- [Task details]: Word for word, copy the records that follow.

- [Referring expression grounding data]:
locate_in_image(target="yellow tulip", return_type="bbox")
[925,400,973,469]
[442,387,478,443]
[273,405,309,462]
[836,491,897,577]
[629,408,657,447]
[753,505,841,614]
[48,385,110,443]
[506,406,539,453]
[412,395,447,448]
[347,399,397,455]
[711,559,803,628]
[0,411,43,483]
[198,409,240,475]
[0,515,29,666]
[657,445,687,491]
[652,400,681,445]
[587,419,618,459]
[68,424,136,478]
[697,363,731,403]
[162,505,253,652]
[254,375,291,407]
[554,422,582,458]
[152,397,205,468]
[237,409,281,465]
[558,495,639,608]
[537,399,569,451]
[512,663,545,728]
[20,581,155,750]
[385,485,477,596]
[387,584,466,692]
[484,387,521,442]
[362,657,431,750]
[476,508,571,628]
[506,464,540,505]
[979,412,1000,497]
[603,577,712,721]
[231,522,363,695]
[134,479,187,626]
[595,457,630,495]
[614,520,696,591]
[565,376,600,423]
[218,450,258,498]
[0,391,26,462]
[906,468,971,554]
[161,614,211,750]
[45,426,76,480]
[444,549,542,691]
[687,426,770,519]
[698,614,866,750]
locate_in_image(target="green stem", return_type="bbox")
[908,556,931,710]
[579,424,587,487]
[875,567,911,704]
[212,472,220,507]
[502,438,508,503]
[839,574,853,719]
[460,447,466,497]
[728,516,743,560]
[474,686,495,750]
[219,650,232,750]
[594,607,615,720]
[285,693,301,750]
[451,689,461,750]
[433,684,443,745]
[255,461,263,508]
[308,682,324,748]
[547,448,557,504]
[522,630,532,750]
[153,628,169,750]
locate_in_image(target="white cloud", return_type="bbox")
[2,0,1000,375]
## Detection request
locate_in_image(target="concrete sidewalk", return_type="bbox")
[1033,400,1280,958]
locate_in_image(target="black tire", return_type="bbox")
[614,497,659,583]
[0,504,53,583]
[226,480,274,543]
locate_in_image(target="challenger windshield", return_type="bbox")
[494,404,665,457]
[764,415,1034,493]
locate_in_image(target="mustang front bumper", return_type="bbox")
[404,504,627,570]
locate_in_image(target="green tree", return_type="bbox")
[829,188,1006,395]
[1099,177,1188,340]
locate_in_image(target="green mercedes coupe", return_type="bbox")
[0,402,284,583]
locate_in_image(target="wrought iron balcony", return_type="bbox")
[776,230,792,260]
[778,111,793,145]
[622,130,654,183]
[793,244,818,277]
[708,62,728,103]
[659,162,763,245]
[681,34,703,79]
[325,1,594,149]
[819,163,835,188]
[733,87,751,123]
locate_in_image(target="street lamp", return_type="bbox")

- [Answer for this exercise]:
locate_in_image(target="yellow tulip", return_type="bbox")
[925,400,973,469]
[442,387,478,443]
[273,405,309,462]
[836,491,897,577]
[629,408,657,447]
[753,505,841,614]
[48,385,110,443]
[506,406,539,453]
[412,395,447,448]
[347,399,397,455]
[711,559,803,628]
[0,411,43,483]
[198,409,240,475]
[0,515,29,666]
[657,445,687,491]
[652,400,681,445]
[587,419,618,459]
[68,424,136,478]
[697,363,731,403]
[162,505,253,652]
[254,375,291,407]
[554,422,582,458]
[152,397,205,468]
[237,409,281,465]
[558,495,639,608]
[537,399,569,451]
[512,663,545,728]
[20,581,155,750]
[385,485,477,596]
[387,584,466,692]
[484,387,521,442]
[362,657,431,750]
[476,508,571,628]
[506,464,540,505]
[979,412,1000,497]
[603,577,712,721]
[231,522,363,695]
[134,479,187,626]
[595,457,630,495]
[614,520,696,591]
[565,376,600,423]
[218,450,258,498]
[0,391,26,462]
[906,468,971,554]
[161,614,211,750]
[45,426,76,480]
[444,549,542,691]
[687,426,770,519]
[698,614,866,750]
locate_in_image(target="green stem", return_type="bbox")
[908,556,931,710]
[579,424,587,487]
[875,567,911,704]
[212,472,220,507]
[502,438,508,503]
[839,574,853,719]
[460,447,466,497]
[728,516,743,560]
[474,686,495,750]
[219,650,232,750]
[594,607,615,720]
[285,693,301,750]
[451,689,461,750]
[433,684,443,745]
[255,461,263,508]
[308,682,324,748]
[547,448,557,504]
[522,630,532,750]
[153,628,169,750]
locate_in_image(target="white cloud", return_type="bbox")
[2,0,1000,375]
## Detection request
locate_in_image(target="concrete sidewalk", return_type="bbox")
[1033,400,1280,958]
locate_in_image(target="black tire", return_type="bbox")
[614,497,659,583]
[0,504,53,583]
[226,480,274,543]
locate_in_image(target="challenger windshield", return_type="bbox")
[494,404,665,457]
[764,415,1034,493]
locate_in_image(target="mustang front bumper", return_type="bbox")
[404,504,627,570]
locate_in_image(target="green tree", return_type="bbox")
[829,188,1006,395]
[1099,177,1188,340]
locate_in_image(target="green mercedes coupe", return_type="bbox")
[0,402,284,583]
locate_in_image(target="wrought iron balcony", return_type="bbox")
[776,230,792,260]
[778,111,793,145]
[622,130,654,183]
[793,244,818,277]
[708,62,728,103]
[659,162,763,245]
[681,34,703,79]
[325,1,594,149]
[819,163,835,188]
[733,87,751,123]
locate_in_image(target="street lamp", return_type="bbox")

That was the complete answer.